■ **Required tasks**
**1.** In the passage about the cross, when does Jesus's death take place according to John's Gospel?
**2.** Which chapter-and-verse references does the passage about the cross cite? List them all.
**3.** Pick up the passage about the cross after its last sentence and carry it on.

This horrendous outpouring of hate, resulting in the torture and suffering of Jesus, becomes a redemptive event in which the love of God engages and defeats the forces of evil. God defeats it, not by returning evil for evil, hate for hate, blow for blow, but by bearing, absorbing, and exhausting it. This is how the Lamb of God takes away the sin of the world (John 1:29, 36). In John, the reference is to sin (singular), not sins — the sin of hate that issues in violence. The deadly and destructive nature of violence, prejudice, and hate is exposed at the cross. The capacity to see evil as evil is the first step in overcoming evil. But it is an overcoming through love, not hate.
There must be, however, a lure, a compelling reason, insight, or motivation to abandon evil, and so the cross functions not only as a revelation of our sin (our hate that issues in violence), but as a definitive revelation of God’s love. The cross is the ultimate lure, drawing us to a loving God where the power of love resides. The cross, then, becomes the means of our liberation from the power of sin and death. It becomes our Exodus, a redemptive event, through which we pass from death to life as the children of Israel passed from the bondage of slavery into freedom. In John’s Gospel Jesus’s death corresponds to the time of the death of the Passover lambs in preparation for the commemorative evening meal (19:14). Jesus is slain at the same time the Passover lambs are slain. Christ is being depicted as a new liberator of a new Exodus.

■ **Dataset entries**
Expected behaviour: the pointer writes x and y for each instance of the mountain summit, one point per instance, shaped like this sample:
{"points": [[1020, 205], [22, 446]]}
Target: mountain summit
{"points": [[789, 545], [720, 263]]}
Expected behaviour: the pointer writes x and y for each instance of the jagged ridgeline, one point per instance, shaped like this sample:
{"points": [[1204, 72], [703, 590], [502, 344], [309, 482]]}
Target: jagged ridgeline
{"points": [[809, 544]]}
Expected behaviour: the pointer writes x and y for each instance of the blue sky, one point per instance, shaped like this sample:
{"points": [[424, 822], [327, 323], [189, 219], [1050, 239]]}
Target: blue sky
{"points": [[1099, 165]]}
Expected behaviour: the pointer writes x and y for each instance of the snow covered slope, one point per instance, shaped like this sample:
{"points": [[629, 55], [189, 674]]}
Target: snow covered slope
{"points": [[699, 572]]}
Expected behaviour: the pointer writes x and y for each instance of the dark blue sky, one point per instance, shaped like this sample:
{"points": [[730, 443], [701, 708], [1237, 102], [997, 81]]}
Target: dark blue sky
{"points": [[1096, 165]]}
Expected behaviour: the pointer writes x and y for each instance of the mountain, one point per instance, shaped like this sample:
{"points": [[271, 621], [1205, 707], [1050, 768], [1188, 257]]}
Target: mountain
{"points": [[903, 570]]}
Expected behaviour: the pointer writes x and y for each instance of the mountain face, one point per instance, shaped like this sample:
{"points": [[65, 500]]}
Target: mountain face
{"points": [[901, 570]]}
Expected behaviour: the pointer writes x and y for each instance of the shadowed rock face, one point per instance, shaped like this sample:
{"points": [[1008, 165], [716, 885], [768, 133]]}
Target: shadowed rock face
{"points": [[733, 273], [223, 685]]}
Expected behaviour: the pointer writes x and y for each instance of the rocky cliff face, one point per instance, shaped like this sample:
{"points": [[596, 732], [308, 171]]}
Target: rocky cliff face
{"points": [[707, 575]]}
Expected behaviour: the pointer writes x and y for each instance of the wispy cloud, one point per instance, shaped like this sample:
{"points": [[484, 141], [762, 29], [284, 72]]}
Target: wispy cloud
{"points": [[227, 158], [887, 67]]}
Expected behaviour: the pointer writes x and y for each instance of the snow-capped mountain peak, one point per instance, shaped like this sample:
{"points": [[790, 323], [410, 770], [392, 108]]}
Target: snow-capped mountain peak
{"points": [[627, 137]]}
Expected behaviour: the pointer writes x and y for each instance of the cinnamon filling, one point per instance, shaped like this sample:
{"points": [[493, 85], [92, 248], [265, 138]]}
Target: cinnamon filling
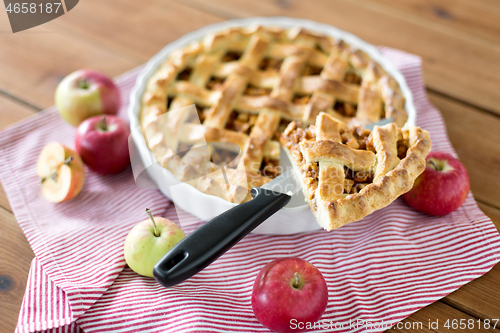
{"points": [[352, 78], [270, 168], [312, 70], [301, 99], [252, 90], [231, 56], [184, 75], [358, 138]]}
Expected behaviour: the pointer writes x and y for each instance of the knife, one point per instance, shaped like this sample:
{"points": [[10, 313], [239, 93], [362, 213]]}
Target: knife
{"points": [[217, 236]]}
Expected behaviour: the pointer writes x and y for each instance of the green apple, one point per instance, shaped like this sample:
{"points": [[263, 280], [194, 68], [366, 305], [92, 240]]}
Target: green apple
{"points": [[86, 93], [149, 241]]}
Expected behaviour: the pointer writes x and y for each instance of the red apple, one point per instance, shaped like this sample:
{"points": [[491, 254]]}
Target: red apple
{"points": [[61, 172], [86, 93], [441, 188], [102, 142], [287, 294]]}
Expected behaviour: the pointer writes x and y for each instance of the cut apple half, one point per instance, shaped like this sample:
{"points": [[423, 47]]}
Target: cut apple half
{"points": [[61, 171]]}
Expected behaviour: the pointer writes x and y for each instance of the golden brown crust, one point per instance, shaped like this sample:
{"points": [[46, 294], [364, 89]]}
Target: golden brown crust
{"points": [[392, 176], [307, 64]]}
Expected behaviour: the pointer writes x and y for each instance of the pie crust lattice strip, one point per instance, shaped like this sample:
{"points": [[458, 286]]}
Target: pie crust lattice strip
{"points": [[247, 85], [347, 174]]}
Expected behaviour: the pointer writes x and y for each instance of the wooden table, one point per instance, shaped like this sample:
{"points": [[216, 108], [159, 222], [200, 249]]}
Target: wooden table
{"points": [[459, 42]]}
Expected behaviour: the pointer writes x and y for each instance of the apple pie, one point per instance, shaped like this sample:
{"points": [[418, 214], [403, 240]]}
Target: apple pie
{"points": [[247, 85], [349, 173]]}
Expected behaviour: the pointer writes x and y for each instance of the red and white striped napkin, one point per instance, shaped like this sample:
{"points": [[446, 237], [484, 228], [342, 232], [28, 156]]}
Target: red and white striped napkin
{"points": [[378, 270]]}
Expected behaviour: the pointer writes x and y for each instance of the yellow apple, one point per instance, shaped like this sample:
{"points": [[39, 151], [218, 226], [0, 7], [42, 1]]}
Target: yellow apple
{"points": [[61, 171], [149, 241]]}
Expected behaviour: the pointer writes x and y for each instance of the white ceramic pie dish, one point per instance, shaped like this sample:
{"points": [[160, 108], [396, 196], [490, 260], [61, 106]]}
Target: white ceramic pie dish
{"points": [[296, 217]]}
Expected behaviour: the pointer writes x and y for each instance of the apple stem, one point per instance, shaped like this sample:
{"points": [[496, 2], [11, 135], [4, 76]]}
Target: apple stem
{"points": [[148, 211], [104, 125], [297, 280], [433, 165], [68, 160]]}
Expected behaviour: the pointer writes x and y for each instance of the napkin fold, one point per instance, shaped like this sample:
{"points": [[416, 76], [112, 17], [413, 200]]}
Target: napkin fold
{"points": [[379, 270]]}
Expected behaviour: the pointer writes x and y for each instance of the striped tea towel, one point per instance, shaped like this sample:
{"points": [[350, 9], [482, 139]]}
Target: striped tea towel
{"points": [[379, 270]]}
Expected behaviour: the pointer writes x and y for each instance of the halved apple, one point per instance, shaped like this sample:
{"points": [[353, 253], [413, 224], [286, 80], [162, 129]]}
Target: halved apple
{"points": [[61, 171]]}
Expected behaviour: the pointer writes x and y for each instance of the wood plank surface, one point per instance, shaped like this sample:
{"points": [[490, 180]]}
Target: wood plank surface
{"points": [[479, 298], [459, 42], [456, 63], [475, 135]]}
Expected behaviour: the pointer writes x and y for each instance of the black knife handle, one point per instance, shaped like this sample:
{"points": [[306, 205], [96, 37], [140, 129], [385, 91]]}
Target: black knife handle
{"points": [[214, 238]]}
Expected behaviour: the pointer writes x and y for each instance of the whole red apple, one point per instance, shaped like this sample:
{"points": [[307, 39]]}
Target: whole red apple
{"points": [[102, 142], [287, 294], [441, 188], [86, 93]]}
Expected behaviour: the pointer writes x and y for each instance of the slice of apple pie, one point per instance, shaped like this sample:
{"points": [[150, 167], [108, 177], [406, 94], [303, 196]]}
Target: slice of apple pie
{"points": [[348, 173]]}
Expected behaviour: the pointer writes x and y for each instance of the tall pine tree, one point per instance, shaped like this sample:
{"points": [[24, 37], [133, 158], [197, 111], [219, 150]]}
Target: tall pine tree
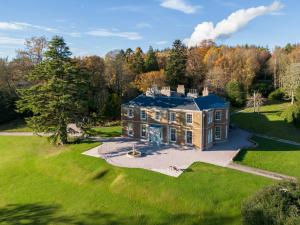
{"points": [[176, 66], [151, 63], [58, 95], [138, 64]]}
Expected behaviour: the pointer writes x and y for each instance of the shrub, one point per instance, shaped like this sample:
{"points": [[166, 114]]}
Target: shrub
{"points": [[292, 114], [235, 93], [278, 204], [278, 94]]}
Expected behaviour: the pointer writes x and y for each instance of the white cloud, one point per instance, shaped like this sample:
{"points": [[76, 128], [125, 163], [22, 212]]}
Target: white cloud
{"points": [[23, 26], [230, 25], [161, 42], [74, 34], [108, 33], [4, 40], [180, 5], [143, 25]]}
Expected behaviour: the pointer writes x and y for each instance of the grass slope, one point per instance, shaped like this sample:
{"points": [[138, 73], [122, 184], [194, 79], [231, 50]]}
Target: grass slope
{"points": [[268, 122], [17, 125], [273, 156], [42, 184]]}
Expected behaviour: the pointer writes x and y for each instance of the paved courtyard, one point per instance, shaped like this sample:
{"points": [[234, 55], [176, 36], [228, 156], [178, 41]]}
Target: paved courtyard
{"points": [[163, 159]]}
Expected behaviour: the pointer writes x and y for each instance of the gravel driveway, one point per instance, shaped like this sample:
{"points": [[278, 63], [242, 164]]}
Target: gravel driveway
{"points": [[161, 159]]}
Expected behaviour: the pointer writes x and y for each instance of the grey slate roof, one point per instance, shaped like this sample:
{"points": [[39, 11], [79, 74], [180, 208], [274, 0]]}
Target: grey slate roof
{"points": [[200, 103]]}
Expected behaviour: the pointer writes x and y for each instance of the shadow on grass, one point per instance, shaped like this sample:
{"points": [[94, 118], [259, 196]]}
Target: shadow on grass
{"points": [[41, 214], [100, 174], [266, 145]]}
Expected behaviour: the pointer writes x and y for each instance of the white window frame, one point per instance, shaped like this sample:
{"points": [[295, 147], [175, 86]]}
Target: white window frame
{"points": [[128, 130], [210, 117], [141, 130], [141, 113], [220, 114], [209, 136], [170, 117], [159, 118], [186, 118], [170, 137], [216, 137], [186, 137], [128, 113]]}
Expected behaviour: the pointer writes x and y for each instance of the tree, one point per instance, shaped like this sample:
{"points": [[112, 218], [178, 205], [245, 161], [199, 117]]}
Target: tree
{"points": [[292, 80], [94, 68], [236, 93], [58, 94], [274, 205], [255, 101], [151, 63], [137, 63], [176, 66], [148, 79]]}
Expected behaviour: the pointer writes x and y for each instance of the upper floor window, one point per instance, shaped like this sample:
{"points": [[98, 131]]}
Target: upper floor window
{"points": [[218, 115], [130, 129], [189, 118], [143, 114], [172, 116], [157, 115], [130, 113], [217, 132], [210, 117], [143, 130], [172, 134], [209, 136], [189, 137]]}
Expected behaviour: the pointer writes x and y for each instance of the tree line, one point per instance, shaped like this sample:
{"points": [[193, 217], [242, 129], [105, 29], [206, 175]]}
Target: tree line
{"points": [[106, 82]]}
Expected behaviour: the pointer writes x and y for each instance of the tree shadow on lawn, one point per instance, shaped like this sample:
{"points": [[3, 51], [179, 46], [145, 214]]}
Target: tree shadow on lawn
{"points": [[41, 214], [266, 145], [261, 123]]}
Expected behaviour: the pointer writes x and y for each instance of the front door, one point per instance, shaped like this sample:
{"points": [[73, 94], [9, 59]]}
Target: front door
{"points": [[155, 135]]}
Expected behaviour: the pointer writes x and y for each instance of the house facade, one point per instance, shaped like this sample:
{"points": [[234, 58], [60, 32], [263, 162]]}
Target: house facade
{"points": [[168, 117]]}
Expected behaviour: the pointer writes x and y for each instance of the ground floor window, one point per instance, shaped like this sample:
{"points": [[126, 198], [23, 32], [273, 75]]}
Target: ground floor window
{"points": [[209, 136], [172, 134], [217, 132], [143, 130], [189, 137], [130, 129]]}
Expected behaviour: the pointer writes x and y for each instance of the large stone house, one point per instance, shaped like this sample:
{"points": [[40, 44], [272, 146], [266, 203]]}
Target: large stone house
{"points": [[169, 117]]}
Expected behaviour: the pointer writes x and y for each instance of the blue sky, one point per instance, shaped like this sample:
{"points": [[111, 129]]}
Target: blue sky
{"points": [[98, 26]]}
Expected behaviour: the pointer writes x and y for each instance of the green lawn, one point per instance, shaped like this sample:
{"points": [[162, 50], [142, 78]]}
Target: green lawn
{"points": [[268, 122], [17, 125], [113, 131], [42, 184], [273, 156]]}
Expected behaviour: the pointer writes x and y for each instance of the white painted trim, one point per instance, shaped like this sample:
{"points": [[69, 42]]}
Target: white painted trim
{"points": [[175, 135], [186, 114], [219, 111], [143, 124], [185, 138], [220, 138]]}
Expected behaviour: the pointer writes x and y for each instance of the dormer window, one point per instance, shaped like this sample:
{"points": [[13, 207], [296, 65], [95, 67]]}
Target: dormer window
{"points": [[172, 117], [157, 115], [143, 114], [189, 118], [218, 115], [210, 117], [130, 113]]}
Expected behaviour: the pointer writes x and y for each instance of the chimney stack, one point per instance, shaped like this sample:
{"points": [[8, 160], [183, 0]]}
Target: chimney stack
{"points": [[180, 90], [193, 93], [205, 91], [166, 91]]}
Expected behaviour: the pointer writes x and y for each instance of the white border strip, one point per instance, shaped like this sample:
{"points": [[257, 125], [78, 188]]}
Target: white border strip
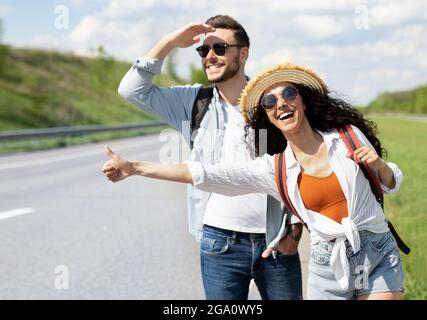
{"points": [[15, 213]]}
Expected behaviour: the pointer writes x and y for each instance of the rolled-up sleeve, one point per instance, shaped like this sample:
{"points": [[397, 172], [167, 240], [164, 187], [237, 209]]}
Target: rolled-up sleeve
{"points": [[235, 179], [171, 104]]}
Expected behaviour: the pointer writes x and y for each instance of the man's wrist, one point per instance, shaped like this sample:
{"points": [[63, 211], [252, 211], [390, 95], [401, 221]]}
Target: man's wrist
{"points": [[295, 231]]}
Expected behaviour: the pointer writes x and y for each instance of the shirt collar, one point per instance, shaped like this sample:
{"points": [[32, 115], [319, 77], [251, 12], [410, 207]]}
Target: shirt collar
{"points": [[330, 139]]}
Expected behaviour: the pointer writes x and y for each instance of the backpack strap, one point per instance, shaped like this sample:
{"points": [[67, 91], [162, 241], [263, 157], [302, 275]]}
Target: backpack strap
{"points": [[352, 142], [200, 107], [280, 173]]}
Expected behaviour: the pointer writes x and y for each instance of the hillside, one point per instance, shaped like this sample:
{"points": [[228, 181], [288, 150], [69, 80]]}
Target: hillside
{"points": [[410, 101], [40, 89]]}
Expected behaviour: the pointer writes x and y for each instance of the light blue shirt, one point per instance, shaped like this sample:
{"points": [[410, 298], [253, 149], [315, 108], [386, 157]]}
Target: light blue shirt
{"points": [[174, 105]]}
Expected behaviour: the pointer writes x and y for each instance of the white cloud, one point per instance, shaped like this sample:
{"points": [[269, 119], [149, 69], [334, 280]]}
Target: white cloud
{"points": [[317, 26], [320, 34], [393, 13]]}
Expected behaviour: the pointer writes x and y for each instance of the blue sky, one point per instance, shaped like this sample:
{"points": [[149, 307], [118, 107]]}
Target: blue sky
{"points": [[361, 48]]}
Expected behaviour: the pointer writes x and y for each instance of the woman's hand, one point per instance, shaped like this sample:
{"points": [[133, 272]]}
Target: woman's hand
{"points": [[369, 156], [117, 168]]}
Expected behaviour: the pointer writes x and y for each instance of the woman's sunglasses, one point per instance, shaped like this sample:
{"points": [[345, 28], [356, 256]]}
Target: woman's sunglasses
{"points": [[289, 94], [219, 49]]}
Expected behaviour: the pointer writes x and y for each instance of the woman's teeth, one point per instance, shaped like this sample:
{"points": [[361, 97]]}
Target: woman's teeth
{"points": [[286, 115]]}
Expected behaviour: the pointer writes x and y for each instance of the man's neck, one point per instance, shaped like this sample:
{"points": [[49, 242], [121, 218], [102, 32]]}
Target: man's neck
{"points": [[230, 90]]}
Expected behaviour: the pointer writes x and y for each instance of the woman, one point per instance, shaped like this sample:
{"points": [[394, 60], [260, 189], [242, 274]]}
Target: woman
{"points": [[353, 253]]}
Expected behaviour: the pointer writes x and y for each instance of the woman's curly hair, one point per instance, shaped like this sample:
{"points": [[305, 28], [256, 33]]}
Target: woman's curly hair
{"points": [[323, 112]]}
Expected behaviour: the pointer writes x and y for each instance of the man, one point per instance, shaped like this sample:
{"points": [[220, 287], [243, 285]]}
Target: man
{"points": [[233, 231]]}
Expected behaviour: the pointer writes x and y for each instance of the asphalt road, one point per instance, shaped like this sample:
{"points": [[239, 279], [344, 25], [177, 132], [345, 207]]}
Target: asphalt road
{"points": [[68, 233]]}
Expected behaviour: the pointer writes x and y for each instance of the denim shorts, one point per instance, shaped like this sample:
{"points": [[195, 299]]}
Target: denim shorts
{"points": [[377, 267]]}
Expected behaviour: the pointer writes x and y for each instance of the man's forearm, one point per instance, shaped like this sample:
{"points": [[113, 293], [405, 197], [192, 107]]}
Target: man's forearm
{"points": [[163, 171]]}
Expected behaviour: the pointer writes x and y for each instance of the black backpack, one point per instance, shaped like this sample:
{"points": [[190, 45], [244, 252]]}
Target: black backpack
{"points": [[200, 107]]}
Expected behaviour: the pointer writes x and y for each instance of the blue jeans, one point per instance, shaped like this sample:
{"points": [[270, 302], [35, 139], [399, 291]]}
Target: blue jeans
{"points": [[229, 260]]}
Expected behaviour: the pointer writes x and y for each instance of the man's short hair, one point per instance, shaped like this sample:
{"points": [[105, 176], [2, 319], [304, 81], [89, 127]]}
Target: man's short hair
{"points": [[227, 22]]}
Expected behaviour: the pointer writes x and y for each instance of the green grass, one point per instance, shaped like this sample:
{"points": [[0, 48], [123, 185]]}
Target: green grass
{"points": [[406, 144], [409, 101]]}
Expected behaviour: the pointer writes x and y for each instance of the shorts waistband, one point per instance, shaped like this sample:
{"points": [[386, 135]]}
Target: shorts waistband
{"points": [[234, 234]]}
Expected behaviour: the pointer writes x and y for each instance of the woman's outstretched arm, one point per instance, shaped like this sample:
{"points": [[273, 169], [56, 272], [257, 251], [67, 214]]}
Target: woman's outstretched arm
{"points": [[118, 168]]}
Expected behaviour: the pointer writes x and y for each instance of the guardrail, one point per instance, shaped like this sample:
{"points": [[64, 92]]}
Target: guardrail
{"points": [[70, 131]]}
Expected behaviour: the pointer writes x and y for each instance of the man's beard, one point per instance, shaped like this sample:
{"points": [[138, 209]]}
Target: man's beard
{"points": [[229, 72]]}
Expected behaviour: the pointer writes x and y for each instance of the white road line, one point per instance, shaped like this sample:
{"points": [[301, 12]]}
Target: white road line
{"points": [[15, 213], [98, 152]]}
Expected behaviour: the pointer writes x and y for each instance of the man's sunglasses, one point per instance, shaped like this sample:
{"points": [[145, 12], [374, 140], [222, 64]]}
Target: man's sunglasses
{"points": [[219, 49], [289, 94]]}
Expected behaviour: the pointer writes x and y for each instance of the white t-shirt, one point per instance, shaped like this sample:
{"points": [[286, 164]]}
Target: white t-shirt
{"points": [[245, 213]]}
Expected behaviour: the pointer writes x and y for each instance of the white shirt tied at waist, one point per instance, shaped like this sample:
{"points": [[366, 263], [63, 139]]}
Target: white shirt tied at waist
{"points": [[364, 212], [339, 261]]}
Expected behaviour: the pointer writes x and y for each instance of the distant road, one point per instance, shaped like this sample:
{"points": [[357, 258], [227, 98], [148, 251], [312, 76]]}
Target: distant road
{"points": [[60, 218]]}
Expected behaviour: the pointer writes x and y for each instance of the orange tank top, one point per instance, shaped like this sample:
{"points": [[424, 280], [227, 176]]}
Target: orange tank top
{"points": [[323, 195]]}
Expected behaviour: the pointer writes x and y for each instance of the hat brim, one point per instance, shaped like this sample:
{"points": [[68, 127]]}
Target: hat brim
{"points": [[287, 72]]}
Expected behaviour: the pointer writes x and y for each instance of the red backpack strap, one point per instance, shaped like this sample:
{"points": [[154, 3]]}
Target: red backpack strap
{"points": [[352, 142], [280, 173]]}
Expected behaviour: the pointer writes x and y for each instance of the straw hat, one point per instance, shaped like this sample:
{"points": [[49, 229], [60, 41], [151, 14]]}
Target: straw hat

■ **Written responses**
**1.** At the same time the Passover lambs are slain, in preparation for the commemorative evening meal.

**2.**
John 1:29
John 1:36
John 19:14

**3.**
The cross, then, is Jesus’s concluding work. It is Jesus completing (finishing) the work God gave him to do (17:4). It is the crowning event that will eventually draw all people to Christ (12:32). This is why, in John’s Gospel, the death of Jesus is consistently referred to as both Jesus’s glorification and the glorification of God. Speaking of his death Jesus says, “The hour has come for the Son of Man to be glorified” (12:23). It is because the cross reveals the magnitude and expansiveness of God’s love for the world that it can be referred to as Jesus’ glorification or the glorification of God. Christ descended to the darkest place to die a shameful, horrible death, and yet here is where the love of God for the world shines the brightest.
Once we see our complicity in the crucifixion – that we are not just victims but victimizers – then we are ready to experience an exodus from hate into forgiveness and love. We admit first, that while bad things may have happened to us beyond our control, we have, nevertheless, hardened our hearts and chosen to live in an ungracious world. We know that the powers of hate that crucified Jesus reside in us. Once we find the courage to make that good confession, then we are ready to behold God’s love at the cross and experience its liberating power. The cross then becomes a model for us: “This is my commandment, that you love one another as I have loved you. No one has greater love than this, to lay down one’s life for one’s friends” (15:12–13).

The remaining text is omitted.